DIRECTIONS FOR THIS TASK -
Please copy out the rows below, substituting "category" for every occurrence of "class label" and leaving everything else unchanged.

[BEGIN DATA FOR THIS TASK]

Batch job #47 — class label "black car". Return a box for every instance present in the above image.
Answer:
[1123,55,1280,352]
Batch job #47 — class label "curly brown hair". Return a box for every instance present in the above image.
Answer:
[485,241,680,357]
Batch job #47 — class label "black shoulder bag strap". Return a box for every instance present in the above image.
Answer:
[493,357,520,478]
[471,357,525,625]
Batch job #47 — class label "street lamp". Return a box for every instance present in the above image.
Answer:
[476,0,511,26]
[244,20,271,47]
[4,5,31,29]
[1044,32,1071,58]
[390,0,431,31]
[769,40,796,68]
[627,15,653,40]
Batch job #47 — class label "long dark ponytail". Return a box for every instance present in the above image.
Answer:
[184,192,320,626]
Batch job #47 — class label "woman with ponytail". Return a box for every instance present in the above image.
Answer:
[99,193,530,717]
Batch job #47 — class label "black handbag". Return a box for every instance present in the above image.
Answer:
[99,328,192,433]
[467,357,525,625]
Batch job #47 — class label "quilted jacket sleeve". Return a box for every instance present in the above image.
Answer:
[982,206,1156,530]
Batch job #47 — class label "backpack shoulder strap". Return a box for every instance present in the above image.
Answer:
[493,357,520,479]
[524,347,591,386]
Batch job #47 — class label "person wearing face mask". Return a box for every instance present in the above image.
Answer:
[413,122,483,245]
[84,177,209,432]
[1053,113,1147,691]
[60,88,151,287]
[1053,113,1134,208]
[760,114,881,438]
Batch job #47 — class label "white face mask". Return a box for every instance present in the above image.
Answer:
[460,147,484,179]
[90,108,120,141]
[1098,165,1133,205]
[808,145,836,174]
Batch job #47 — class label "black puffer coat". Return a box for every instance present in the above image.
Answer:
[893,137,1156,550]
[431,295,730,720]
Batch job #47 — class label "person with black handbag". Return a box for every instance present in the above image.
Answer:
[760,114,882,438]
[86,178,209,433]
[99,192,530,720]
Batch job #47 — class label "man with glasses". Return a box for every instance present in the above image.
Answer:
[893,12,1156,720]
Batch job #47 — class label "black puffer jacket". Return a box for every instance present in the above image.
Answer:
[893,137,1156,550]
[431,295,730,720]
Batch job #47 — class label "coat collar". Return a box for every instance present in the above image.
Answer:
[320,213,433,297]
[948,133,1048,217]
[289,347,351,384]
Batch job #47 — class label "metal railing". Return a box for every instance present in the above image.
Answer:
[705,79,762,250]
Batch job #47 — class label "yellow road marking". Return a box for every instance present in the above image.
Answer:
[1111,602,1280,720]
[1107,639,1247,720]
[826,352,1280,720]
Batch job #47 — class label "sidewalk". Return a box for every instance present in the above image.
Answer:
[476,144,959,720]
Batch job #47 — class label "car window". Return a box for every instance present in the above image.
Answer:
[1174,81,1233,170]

[END DATA FOR THIS TASK]

RESPONSE BELOW -
Batch job #47 — category "black car". Return a box for every instance present in the above image.
Answer:
[1123,55,1280,352]
Batch job #47 — category "curly brown hair". Return a box for every instance present in the above image.
Answer:
[485,241,680,357]
Batch job #47 — category "black shoulder bag strap". Return a box for every instance present in the above image.
Answer:
[493,357,520,478]
[471,357,525,625]
Batch job #47 — category "street lamp". Return a box for every instance present in the above image.
Answer:
[476,0,511,26]
[244,20,271,47]
[4,5,31,29]
[1044,32,1071,58]
[390,0,431,31]
[769,40,796,68]
[627,15,653,40]
Batch job #47 — category "long dark ponytail". Return a box for every instance present in the above image.
Answer:
[184,192,320,626]
Batch job #47 — category "woman with ponytail". Return a box for every instance present in the above image.
Answer:
[99,193,530,717]
Batch job #47 — category "black handbag". Return a box for every instance present in the above image.
Answer:
[99,328,192,433]
[467,357,525,625]
Batch job #47 — category "quilted jacket sleeve". Return a box for every instance present in the above image.
Answer:
[982,206,1156,530]
Batch job #47 — category "backpack shoulder strap". Return a box for every instance present in the above image.
Answer:
[493,357,520,479]
[524,347,591,386]
Batch job #47 — category "person wearing face mask". Return a box for every instance present in the above image.
Answer:
[413,122,483,245]
[84,177,209,432]
[1053,113,1147,691]
[60,88,151,287]
[1053,113,1134,208]
[760,114,881,438]
Batch job #47 — category "white face mask". Return a box for every instance present in the above image.
Answer:
[460,147,484,179]
[90,108,120,141]
[1098,165,1133,205]
[808,145,836,174]
Batch job #47 — category "black puffer coat". Return a box for every instance present in the above image.
Answer:
[893,137,1156,550]
[431,295,730,720]
Batch job #47 — category "person with black handbag". Return a box for every instance present in the above image.
Answer:
[760,114,882,438]
[86,178,209,433]
[99,192,530,720]
Batch job #47 — category "man with glasses". Return a box for every instance present in the above image.
Answer:
[893,12,1156,720]
Batch job #47 — category "black puffer jacket". Return a box for every instance present in the above image.
Answer:
[893,137,1156,550]
[431,295,730,720]
Batch job #47 — category "coat collar". Return a box for every instance present in the above image.
Answer:
[320,213,433,297]
[948,133,1048,217]
[289,347,351,384]
Batch job #47 — category "metal railing". Return a box for every instance present in the above image.
Answer:
[705,79,762,250]
Batch job #47 — category "yellow road marking". Return a box for every instance present in the above image.
Answer:
[1111,602,1280,720]
[1107,639,1247,720]
[826,352,1280,720]
Batch job #47 — category "sidewalk". Return a box for every instance present in the above image.
Answer:
[476,144,959,720]
Batch job #47 — category "car window". Return a box for every instance present in the above image.
Answer:
[1174,81,1233,170]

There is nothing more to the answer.